[Start RECORD LIST]

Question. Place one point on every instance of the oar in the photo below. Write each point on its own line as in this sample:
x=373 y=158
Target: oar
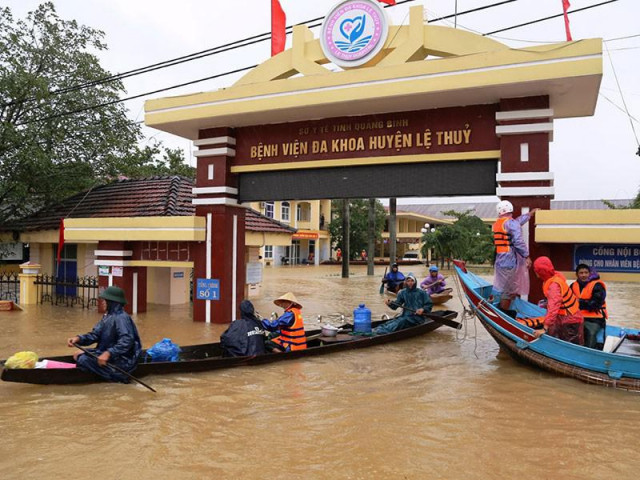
x=382 y=284
x=435 y=318
x=117 y=369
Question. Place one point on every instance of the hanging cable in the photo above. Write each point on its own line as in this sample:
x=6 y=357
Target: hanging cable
x=253 y=66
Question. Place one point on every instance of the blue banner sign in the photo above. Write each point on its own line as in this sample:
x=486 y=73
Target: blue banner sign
x=609 y=258
x=208 y=289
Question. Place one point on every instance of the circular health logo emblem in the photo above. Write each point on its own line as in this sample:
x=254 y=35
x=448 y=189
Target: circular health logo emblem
x=354 y=32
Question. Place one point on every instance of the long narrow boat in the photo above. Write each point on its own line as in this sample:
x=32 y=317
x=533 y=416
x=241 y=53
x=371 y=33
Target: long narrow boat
x=205 y=357
x=618 y=368
x=436 y=298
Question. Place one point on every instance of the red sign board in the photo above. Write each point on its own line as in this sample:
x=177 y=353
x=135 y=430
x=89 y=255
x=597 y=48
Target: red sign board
x=444 y=130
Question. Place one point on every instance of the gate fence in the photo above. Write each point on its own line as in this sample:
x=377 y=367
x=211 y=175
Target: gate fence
x=67 y=291
x=9 y=287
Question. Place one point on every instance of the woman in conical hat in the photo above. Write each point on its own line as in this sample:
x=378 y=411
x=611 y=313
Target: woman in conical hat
x=290 y=325
x=286 y=299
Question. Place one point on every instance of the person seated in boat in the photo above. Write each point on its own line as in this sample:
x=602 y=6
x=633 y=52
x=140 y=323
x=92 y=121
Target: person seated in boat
x=592 y=294
x=117 y=339
x=512 y=254
x=563 y=319
x=290 y=326
x=245 y=336
x=414 y=301
x=434 y=282
x=394 y=279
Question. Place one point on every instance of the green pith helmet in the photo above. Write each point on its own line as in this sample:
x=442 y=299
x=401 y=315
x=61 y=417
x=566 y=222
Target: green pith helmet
x=115 y=294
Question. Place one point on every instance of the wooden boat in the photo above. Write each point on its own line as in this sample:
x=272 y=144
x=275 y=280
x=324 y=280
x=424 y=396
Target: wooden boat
x=442 y=297
x=436 y=298
x=618 y=366
x=205 y=357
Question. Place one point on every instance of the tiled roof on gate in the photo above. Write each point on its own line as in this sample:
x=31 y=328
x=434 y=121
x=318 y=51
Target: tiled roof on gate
x=143 y=197
x=162 y=196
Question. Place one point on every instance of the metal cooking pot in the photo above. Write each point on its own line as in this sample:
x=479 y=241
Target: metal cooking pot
x=330 y=331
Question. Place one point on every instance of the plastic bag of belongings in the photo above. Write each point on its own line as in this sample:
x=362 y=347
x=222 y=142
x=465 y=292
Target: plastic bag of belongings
x=163 y=351
x=21 y=360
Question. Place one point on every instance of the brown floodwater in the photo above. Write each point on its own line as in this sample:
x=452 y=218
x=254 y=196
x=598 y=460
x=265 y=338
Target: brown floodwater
x=443 y=406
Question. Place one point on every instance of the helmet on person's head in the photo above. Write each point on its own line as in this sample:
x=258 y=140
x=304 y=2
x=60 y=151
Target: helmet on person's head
x=114 y=294
x=505 y=206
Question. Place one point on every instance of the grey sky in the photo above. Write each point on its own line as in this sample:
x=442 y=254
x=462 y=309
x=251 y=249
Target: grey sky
x=592 y=157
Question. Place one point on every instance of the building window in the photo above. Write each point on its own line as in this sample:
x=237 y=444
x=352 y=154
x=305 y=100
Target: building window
x=269 y=210
x=284 y=211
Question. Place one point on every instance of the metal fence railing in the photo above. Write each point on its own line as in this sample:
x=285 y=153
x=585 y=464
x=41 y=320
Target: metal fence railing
x=9 y=286
x=67 y=291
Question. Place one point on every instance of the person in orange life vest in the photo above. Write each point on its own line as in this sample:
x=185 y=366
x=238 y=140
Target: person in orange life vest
x=512 y=254
x=591 y=293
x=563 y=319
x=290 y=326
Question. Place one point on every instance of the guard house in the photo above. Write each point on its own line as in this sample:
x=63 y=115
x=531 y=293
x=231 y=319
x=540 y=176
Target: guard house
x=412 y=102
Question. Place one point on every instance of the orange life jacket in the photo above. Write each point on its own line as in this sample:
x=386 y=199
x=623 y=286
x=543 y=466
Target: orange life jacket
x=586 y=294
x=293 y=337
x=570 y=304
x=501 y=238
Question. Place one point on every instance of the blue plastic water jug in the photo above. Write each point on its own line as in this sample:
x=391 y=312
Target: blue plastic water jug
x=362 y=319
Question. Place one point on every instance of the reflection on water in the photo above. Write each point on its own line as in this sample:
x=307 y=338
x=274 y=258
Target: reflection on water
x=442 y=406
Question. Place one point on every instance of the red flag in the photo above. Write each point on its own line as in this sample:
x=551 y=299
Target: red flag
x=565 y=7
x=60 y=241
x=278 y=26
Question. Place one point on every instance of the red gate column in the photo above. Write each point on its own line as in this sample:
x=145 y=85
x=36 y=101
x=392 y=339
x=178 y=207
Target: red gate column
x=525 y=128
x=221 y=257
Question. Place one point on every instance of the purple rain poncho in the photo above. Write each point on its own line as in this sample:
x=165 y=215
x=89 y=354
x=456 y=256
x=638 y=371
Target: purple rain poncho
x=511 y=272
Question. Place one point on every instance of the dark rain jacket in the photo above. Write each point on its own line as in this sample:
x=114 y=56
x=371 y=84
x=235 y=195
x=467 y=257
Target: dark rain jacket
x=116 y=333
x=245 y=336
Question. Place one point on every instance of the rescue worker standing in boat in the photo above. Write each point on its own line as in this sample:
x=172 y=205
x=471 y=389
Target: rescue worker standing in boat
x=591 y=293
x=563 y=319
x=512 y=254
x=290 y=326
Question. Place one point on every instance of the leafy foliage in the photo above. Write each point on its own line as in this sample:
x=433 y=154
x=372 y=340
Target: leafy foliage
x=62 y=130
x=468 y=238
x=358 y=225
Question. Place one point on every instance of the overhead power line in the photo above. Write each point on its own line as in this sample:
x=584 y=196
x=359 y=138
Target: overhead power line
x=91 y=107
x=549 y=18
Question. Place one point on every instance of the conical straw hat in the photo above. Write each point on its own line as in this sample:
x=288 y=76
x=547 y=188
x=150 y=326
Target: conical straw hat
x=284 y=300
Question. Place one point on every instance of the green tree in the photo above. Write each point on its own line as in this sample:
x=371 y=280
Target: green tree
x=62 y=128
x=155 y=160
x=468 y=238
x=359 y=225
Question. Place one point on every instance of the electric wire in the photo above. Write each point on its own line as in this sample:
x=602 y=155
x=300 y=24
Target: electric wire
x=615 y=75
x=91 y=107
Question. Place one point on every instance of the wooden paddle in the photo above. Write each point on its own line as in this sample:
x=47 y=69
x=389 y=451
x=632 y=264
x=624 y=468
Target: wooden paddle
x=382 y=284
x=434 y=317
x=117 y=369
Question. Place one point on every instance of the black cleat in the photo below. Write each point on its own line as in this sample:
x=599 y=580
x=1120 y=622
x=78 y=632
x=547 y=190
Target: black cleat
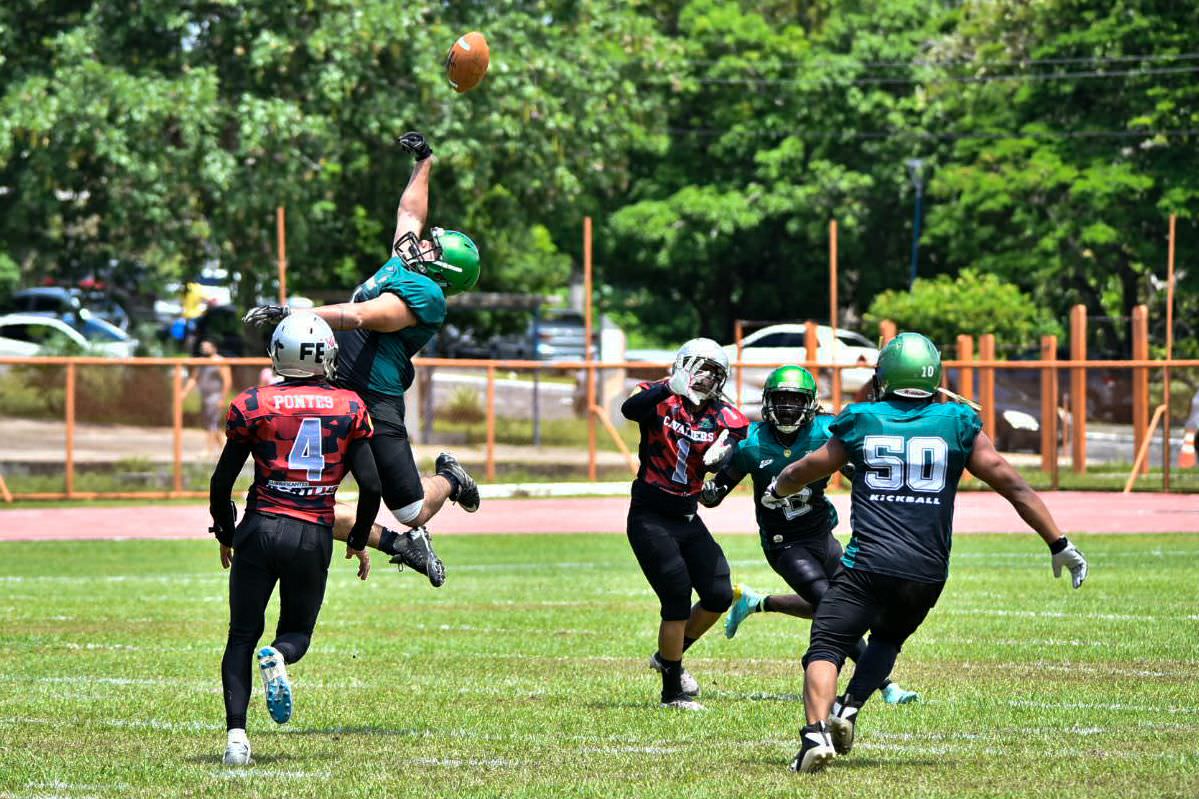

[End RECORD LIST]

EXERCISE DESCRIPTION: Please rewrite all the rows above with every "Place one point" replaced by "Mark one point" and everything else unchanged. Leave the pictures out of your answer.

TASK RESPONSE:
Question. Mark one point on every instance of the oar in the photo below. Write each point on its own line as in this sample:
x=373 y=158
Target: oar
x=382 y=284
x=435 y=318
x=117 y=369
Question. Mark one point on every instance of the hanging cable in the photo above. Write each point on its own line as in this sample:
x=6 y=357
Target: hanging cable
x=253 y=66
Question. Mark one point on every instance of the blue banner sign in the photo above. Write each point on its own line as in this sample:
x=486 y=73
Target: blue banner sign
x=609 y=258
x=208 y=289
Question. Mark one point on every instance of the circular health logo emblem in the photo above. Write each point on its own line as in this sample:
x=254 y=35
x=448 y=189
Target: circular health logo emblem
x=354 y=32
Question. Mark one point on every instance of the long narrow boat in the photo above. Write each point on its own line as in this sample:
x=32 y=317
x=533 y=416
x=241 y=53
x=371 y=33
Target: long narrow boat
x=205 y=357
x=618 y=368
x=436 y=298
Question. Mark one point on every instance of the red sign board in the photo above. Write each point on its own line as in this sample:
x=177 y=353
x=135 y=430
x=89 y=255
x=597 y=48
Target: red sign board
x=444 y=130
Question. Mark one point on every instance of the gate fence in the photo above. Write each point on its own line as in this sample:
x=377 y=367
x=211 y=175
Target: gate fence
x=67 y=291
x=9 y=287
Question. Mark one point on every instance of the woman in conical hat in the photo above. Write each point on its own line as in this sample:
x=378 y=411
x=611 y=313
Target: woman in conical hat
x=290 y=325
x=286 y=299
Question. Mark one point on every instance of the person seated in boat in the photo above. Write each point on its own line as in this sample:
x=602 y=6
x=633 y=52
x=140 y=323
x=92 y=121
Target: person seated in boat
x=592 y=294
x=117 y=339
x=512 y=254
x=563 y=319
x=290 y=326
x=245 y=336
x=414 y=301
x=434 y=282
x=394 y=279
Question. Mark one point on every instance of the green pith helmet in the photo above. Write each point on its own line as in this sample:
x=442 y=299
x=401 y=315
x=61 y=417
x=566 y=222
Target: green pith helmet
x=115 y=294
Question. Mark one point on every instance of the wooden boat in the photo above. Write each point on its own line as in this sample:
x=272 y=144
x=275 y=280
x=324 y=280
x=424 y=396
Target: wooden boat
x=442 y=297
x=436 y=298
x=618 y=366
x=205 y=357
Question. Mark one point on every instance of the tiled roof on gate in the photo above. Write each point on its own line as in this sample:
x=31 y=328
x=434 y=121
x=318 y=51
Target: tiled roof on gate
x=143 y=197
x=162 y=196
Question. Mark one point on every instance of the metal cooking pot in the photo above. Write each point on its own line as in this sample:
x=479 y=241
Target: metal cooking pot
x=330 y=331
Question. Mark one point on every instance of the plastic bag of belongings in the photo above. Write each point on its own line as in this sample:
x=362 y=347
x=222 y=142
x=465 y=292
Target: plastic bag of belongings
x=163 y=351
x=21 y=360
Question. Mark one point on every instance of the brown floodwater in the photo above. Write each point on its own line as in this sample:
x=452 y=218
x=254 y=196
x=598 y=460
x=265 y=338
Target: brown floodwater
x=443 y=406
Question. Mark one point on every instance of the helmet on person's head in the photo above. Write each point on its own line as in this sample:
x=258 y=140
x=304 y=2
x=60 y=151
Target: helmet on person's head
x=114 y=294
x=505 y=206
Question. Mark one point on every instance of the grey sky in the photo above. Write each point on its own line as in this sample:
x=442 y=254
x=462 y=309
x=251 y=249
Target: grey sky
x=592 y=157
Question. Mark one point on every instance of the building window in the photo above. Write each point on its own line as in this sample:
x=237 y=444
x=352 y=154
x=305 y=100
Target: building window
x=269 y=210
x=284 y=211
Question. Mark one point on every instance of the metal fence railing in the photo above. Write each point on its own line as in this sample:
x=285 y=153
x=585 y=464
x=41 y=320
Target: metal fence railing
x=9 y=286
x=67 y=291
Question. Mark one point on every instance of the person in orange life vest in the photo above. Write each point on its own line as in this sample:
x=185 y=366
x=238 y=140
Target: person in orange life vest
x=512 y=254
x=591 y=293
x=563 y=319
x=290 y=326
Question. Mark one point on every instance of the guard house in the photo above. Write each point on its own line as in this sample:
x=63 y=115
x=531 y=293
x=231 y=319
x=540 y=176
Target: guard house
x=412 y=102
Question. Mark one point on every instance of the orange life jacket in the photo above. Write each point on its own line as in this sample:
x=386 y=199
x=623 y=286
x=543 y=466
Target: orange life jacket
x=586 y=294
x=293 y=337
x=570 y=304
x=501 y=238
Question. Mark one point on every instance of the blue plastic water jug in the photo above. Write each point on its own line as in this sample:
x=391 y=312
Target: blue plastic water jug
x=362 y=319
Question. Mark one point on every instance of the reflection on water in the photo above. Write each point on its own line as in this sample:
x=307 y=338
x=274 y=258
Target: reflection on water
x=442 y=406
Question. Mark one point on every instance of the red flag in the photo above. Write each point on its own line as in this sample:
x=551 y=299
Target: red flag
x=565 y=7
x=60 y=241
x=278 y=26
Question. Mark one point on every instance of the red gate column in the photo above. Write each point on its own line as in this sample:
x=145 y=85
x=36 y=101
x=392 y=339
x=178 y=207
Target: red gate column
x=525 y=128
x=221 y=257
Question. Mark one point on every instance of the purple rain poncho in the photo above. Write each point on its own line as in this sample:
x=165 y=215
x=89 y=354
x=456 y=256
x=638 y=371
Target: purple rain poncho
x=511 y=272
Question. Mark one point on every instance of the dark rain jacket in the photo above. Write each point on its own line as in this sample:
x=114 y=56
x=371 y=84
x=235 y=195
x=467 y=257
Target: dark rain jacket
x=116 y=333
x=245 y=336
Question. Mark one point on every instance of the rescue worker standing in boat in the photo above. Write each point on its own line as in this sample:
x=172 y=205
x=471 y=389
Target: rescue worker standing in boat
x=591 y=293
x=563 y=319
x=512 y=254
x=290 y=326
Question. Mark one point on every instance of the leafy foliage in the photo above. Write each point on its own line as in this sample:
x=433 y=154
x=372 y=340
Target: leafy foliage
x=62 y=130
x=468 y=238
x=358 y=225
Question. Mark one point on every instance of the overhead power line in the photo above. Write each point on its own line as in this sample:
x=584 y=196
x=359 y=138
Target: overhead power line
x=91 y=107
x=549 y=18
Question. Mark one point on every instance of the conical straw hat in the photo above. Write each point on its own line as in this sample:
x=288 y=76
x=547 y=188
x=150 y=326
Target: conical straw hat
x=284 y=300
Question. Mark one point on every instance of the green tree in the photo above. Write each point on its own line as in this sample:
x=371 y=280
Target: green tree
x=62 y=128
x=155 y=160
x=468 y=238
x=359 y=225
Question. Mark one point on every instance of the electric wire in the photo above. Write each point on its own line as in this sample:
x=602 y=155
x=300 y=24
Target: electric wire
x=615 y=75
x=91 y=107
Question. Mark one point on every instance of the wooden paddle in the photo above. Write each point on its own line as in this sample:
x=47 y=69
x=389 y=451
x=632 y=264
x=624 y=468
Target: wooden paddle
x=382 y=284
x=434 y=317
x=117 y=369
Question. Mark one point on every instance of the black cleat in the photo below. Write each point on its own line as in this sample:
x=599 y=580
x=1120 y=622
x=78 y=632
x=547 y=190
Target: black cleat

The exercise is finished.